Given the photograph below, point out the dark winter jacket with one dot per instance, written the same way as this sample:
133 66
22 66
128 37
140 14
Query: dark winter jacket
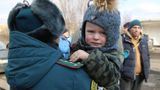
128 68
32 66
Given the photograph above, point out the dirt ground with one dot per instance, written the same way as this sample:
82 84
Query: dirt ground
154 77
152 84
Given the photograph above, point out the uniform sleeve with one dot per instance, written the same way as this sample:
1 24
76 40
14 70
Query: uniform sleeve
103 68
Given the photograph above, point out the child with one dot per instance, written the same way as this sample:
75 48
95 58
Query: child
98 47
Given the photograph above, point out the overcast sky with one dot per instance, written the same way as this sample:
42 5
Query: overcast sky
139 9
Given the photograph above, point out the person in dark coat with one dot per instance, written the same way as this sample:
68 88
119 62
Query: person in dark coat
34 59
136 66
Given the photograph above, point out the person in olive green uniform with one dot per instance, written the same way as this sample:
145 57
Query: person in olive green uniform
98 47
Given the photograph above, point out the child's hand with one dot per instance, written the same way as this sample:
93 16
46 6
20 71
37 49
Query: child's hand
79 54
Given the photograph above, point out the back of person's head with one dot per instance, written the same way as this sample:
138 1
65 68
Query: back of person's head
105 15
41 20
133 23
126 25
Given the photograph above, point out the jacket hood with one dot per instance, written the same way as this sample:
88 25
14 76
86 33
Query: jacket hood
26 67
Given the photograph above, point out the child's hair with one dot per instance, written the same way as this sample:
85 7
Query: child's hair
105 4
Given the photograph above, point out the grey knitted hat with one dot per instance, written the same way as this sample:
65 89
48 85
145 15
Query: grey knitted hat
41 14
108 20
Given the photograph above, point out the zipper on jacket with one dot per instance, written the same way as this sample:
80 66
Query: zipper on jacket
134 63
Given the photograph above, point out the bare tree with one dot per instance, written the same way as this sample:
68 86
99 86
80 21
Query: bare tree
73 11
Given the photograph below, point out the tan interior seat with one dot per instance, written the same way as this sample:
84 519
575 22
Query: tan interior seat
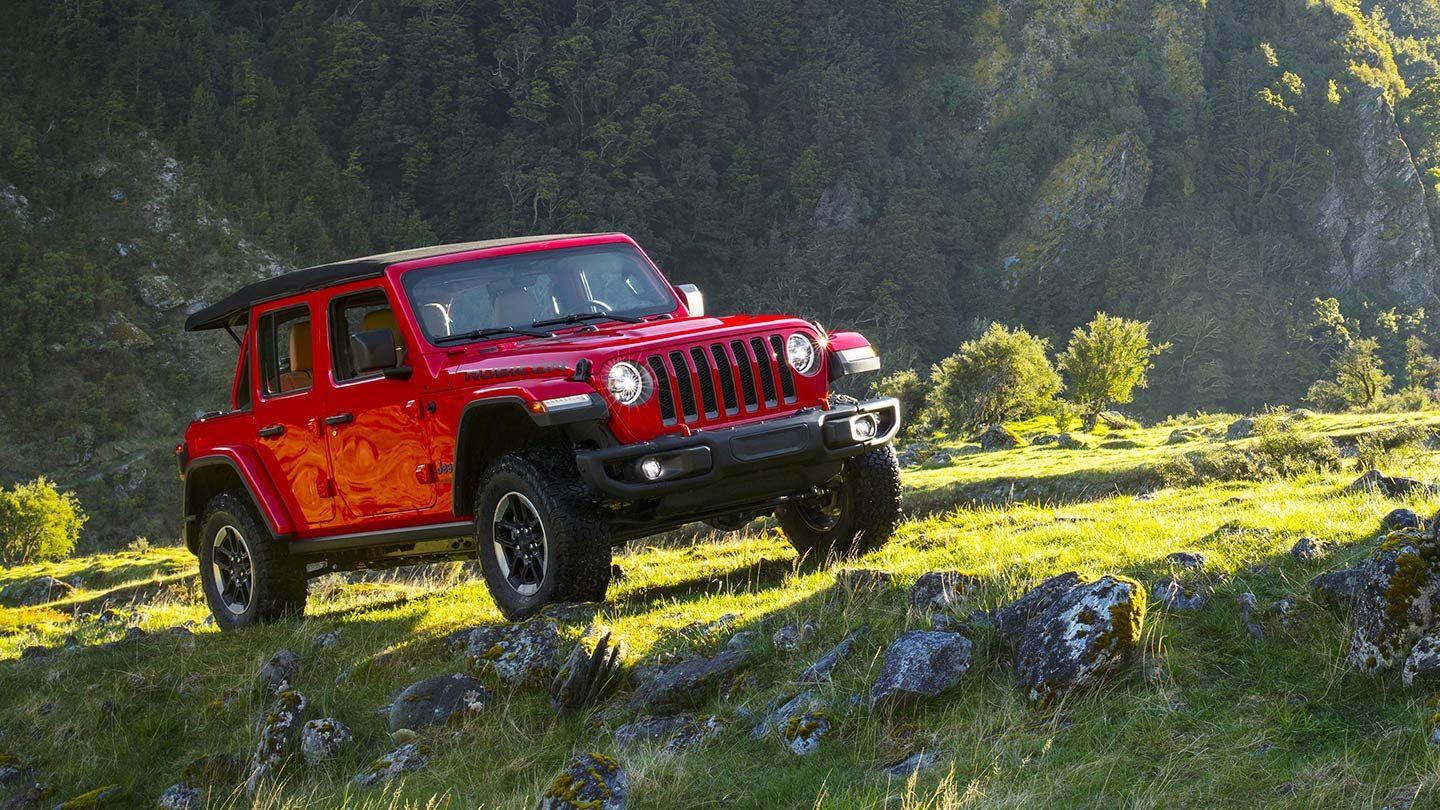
516 307
301 361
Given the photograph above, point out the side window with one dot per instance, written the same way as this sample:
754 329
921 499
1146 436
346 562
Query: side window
354 313
285 356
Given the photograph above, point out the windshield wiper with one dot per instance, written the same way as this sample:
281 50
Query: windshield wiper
490 332
582 317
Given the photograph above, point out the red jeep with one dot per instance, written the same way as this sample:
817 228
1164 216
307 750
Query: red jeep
532 401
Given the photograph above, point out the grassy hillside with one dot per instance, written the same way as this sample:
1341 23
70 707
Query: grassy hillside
1208 717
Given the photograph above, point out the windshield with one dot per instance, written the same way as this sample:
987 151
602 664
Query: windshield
523 288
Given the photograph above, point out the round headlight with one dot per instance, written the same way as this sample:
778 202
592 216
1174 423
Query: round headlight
627 382
802 355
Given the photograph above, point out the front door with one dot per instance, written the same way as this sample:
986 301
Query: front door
287 412
373 424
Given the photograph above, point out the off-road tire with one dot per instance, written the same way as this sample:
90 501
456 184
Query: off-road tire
576 539
278 581
869 510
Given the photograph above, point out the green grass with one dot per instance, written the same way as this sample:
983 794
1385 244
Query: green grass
1207 718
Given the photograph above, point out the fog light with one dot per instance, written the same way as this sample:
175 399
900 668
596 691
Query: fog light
651 469
864 427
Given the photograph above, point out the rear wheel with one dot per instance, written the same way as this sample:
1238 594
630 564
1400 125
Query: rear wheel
246 574
853 513
539 533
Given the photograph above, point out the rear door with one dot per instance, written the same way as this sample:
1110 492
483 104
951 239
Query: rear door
288 408
375 425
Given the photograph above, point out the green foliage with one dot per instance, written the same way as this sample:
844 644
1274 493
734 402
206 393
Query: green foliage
1002 375
1106 361
38 522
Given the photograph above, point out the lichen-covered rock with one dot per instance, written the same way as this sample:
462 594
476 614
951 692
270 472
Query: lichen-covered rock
280 670
689 683
678 732
1400 519
522 653
278 738
1423 662
941 590
1170 593
594 668
403 760
821 670
1311 549
438 701
1080 634
1394 603
920 663
35 591
324 740
589 781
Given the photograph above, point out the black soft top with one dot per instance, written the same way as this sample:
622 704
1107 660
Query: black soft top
234 307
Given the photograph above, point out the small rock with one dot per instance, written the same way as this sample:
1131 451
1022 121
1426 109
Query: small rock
920 663
821 670
403 760
591 781
1190 559
678 732
324 740
1178 597
689 683
1311 549
941 590
438 701
280 670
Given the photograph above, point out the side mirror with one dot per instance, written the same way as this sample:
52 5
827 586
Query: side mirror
373 350
694 301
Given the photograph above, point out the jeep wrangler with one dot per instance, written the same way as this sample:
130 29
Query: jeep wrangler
533 402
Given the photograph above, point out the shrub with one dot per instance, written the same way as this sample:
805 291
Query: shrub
38 522
910 391
1004 375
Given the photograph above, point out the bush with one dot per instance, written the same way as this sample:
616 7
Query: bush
1004 375
38 522
910 391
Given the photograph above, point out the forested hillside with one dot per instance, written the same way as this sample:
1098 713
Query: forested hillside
913 169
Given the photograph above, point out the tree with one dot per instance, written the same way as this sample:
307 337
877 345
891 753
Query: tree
1002 375
1360 378
1106 361
38 522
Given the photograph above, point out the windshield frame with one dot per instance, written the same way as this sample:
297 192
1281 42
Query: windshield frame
406 276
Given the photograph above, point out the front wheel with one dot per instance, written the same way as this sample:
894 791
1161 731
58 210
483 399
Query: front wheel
246 574
851 515
539 535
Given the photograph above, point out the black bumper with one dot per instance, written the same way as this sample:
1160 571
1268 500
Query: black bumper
707 459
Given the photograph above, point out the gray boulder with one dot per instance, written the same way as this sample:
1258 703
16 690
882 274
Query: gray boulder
1394 603
920 663
324 740
591 670
689 683
589 781
1079 636
677 732
438 701
403 760
278 738
517 653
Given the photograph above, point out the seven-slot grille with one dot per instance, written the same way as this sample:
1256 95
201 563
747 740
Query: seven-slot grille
722 379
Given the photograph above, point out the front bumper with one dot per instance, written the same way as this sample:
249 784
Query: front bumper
709 459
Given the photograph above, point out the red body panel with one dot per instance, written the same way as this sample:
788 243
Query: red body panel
389 464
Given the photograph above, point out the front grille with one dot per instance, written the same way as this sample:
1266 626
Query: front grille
709 381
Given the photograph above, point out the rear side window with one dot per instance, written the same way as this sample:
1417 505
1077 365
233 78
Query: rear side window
287 355
360 312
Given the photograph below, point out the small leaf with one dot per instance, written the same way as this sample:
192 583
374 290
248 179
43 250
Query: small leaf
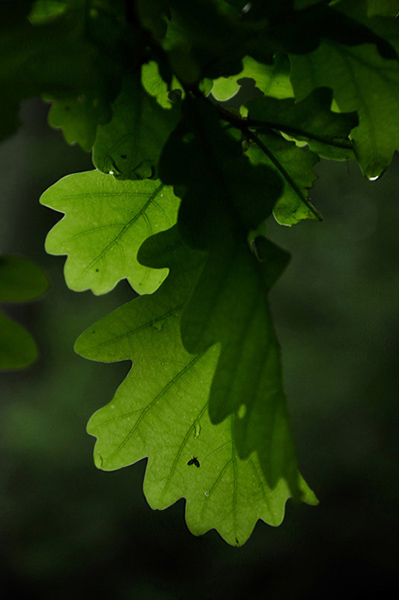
363 81
157 87
105 223
79 117
131 143
273 80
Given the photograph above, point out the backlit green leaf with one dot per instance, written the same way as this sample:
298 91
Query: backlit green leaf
131 143
273 80
363 81
160 410
310 119
105 223
295 165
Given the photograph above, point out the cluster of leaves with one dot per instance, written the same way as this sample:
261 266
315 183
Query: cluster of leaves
177 205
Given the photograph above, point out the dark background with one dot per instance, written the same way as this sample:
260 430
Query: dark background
70 531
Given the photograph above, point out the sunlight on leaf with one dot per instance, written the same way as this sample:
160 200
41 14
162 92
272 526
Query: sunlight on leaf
160 410
105 223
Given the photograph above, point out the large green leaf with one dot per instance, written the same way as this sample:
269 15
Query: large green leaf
131 143
21 280
310 119
361 80
160 410
229 302
106 221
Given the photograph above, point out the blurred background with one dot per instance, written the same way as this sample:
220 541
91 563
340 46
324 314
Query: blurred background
68 530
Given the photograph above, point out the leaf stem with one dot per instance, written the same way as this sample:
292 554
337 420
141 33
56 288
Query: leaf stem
251 135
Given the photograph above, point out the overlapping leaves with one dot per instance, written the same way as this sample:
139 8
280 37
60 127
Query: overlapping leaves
161 410
363 81
204 399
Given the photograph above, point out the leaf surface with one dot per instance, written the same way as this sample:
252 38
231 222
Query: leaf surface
131 143
160 410
273 80
310 119
105 222
295 165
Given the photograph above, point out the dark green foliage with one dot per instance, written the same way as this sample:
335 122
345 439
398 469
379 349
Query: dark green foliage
20 281
290 82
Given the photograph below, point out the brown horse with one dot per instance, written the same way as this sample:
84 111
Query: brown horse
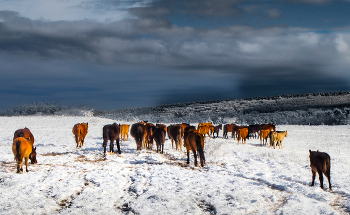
205 128
242 134
137 131
124 132
111 133
148 136
264 134
216 130
194 141
26 133
159 134
254 130
176 133
271 127
277 137
22 148
80 130
228 128
162 126
320 162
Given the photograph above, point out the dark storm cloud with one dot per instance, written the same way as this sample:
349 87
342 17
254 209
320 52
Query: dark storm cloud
316 2
143 62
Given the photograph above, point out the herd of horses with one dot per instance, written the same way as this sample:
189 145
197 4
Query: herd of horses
191 137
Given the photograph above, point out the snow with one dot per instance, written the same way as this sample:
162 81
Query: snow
237 179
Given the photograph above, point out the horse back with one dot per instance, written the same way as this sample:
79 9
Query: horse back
319 161
26 133
21 148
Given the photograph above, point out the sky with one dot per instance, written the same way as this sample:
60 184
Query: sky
134 53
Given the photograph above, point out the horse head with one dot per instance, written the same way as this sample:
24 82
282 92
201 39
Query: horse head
32 156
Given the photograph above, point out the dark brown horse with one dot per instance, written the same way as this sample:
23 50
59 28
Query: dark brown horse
80 130
190 128
193 141
111 133
216 130
320 162
22 148
176 133
148 136
227 128
159 134
253 130
271 127
242 134
137 131
26 133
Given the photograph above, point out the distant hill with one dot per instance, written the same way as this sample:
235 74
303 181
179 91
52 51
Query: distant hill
300 109
315 109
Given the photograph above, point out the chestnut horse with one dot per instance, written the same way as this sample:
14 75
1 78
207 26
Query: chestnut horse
277 136
111 133
320 162
137 131
176 133
23 148
264 134
80 130
228 128
194 141
25 132
242 134
124 132
147 142
159 134
271 127
216 130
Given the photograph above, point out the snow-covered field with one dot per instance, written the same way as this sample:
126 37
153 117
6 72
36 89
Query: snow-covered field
237 179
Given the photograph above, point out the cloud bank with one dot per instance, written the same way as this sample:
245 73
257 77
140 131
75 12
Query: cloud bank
145 59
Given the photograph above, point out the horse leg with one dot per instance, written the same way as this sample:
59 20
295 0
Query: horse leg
111 147
195 157
313 177
118 146
320 175
76 140
180 144
328 175
26 160
188 156
104 146
19 166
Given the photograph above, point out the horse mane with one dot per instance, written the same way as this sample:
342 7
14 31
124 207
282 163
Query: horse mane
18 148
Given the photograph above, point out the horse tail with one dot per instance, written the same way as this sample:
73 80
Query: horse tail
18 150
200 150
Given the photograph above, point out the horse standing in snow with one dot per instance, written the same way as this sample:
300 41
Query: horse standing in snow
111 133
194 141
23 148
159 134
137 131
320 162
80 131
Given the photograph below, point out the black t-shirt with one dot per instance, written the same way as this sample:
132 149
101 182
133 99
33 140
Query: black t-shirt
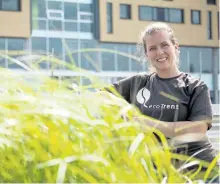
181 98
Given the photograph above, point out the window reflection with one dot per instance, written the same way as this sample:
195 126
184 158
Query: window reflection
39 47
70 11
2 52
108 59
123 61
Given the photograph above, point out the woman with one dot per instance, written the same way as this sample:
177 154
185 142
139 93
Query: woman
179 100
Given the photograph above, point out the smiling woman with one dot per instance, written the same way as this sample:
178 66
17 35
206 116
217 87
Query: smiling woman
178 100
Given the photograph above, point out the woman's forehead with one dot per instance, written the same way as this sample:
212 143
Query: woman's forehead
157 37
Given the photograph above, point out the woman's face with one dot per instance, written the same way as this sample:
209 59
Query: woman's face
161 51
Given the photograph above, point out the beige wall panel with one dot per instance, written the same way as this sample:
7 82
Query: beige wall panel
16 24
128 31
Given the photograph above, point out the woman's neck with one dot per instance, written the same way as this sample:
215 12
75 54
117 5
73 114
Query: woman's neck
168 73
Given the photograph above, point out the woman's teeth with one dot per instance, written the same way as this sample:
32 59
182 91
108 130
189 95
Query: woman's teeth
163 59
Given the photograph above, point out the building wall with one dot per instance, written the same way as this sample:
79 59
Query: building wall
72 30
16 23
129 30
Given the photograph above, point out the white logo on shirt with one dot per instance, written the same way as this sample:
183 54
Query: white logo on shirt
143 96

+++

§ **TO BE DONE**
Give again only the lines starting at the one that contains "Given the photograph above, point out the beige" and running to the end of the data.

§ **EXERCISE RESULT**
Given the photograph above, point out the beige wall panel with one dot per instance, written the same way as this sample:
7 82
Query: beige wall panel
16 24
128 31
Given the photograph above, point out the woman's neck with one dot per instance, written the same way as this sample:
215 12
75 54
117 5
73 114
Query: woman's neck
168 73
Given the photograph above, point out the woman's teeth with one dot per instance, written the same way as this sample:
32 59
182 91
108 130
189 95
Query: woman's teeth
163 59
Given the photograph above, point out the building wall with one dot per instance, written the same way as this sample:
79 59
Query: building wall
72 30
16 23
129 30
Given the photograph above, point out the white logo on shirt with one dot per instance, written the same way as this sample:
183 54
Query: white logo on shirt
143 96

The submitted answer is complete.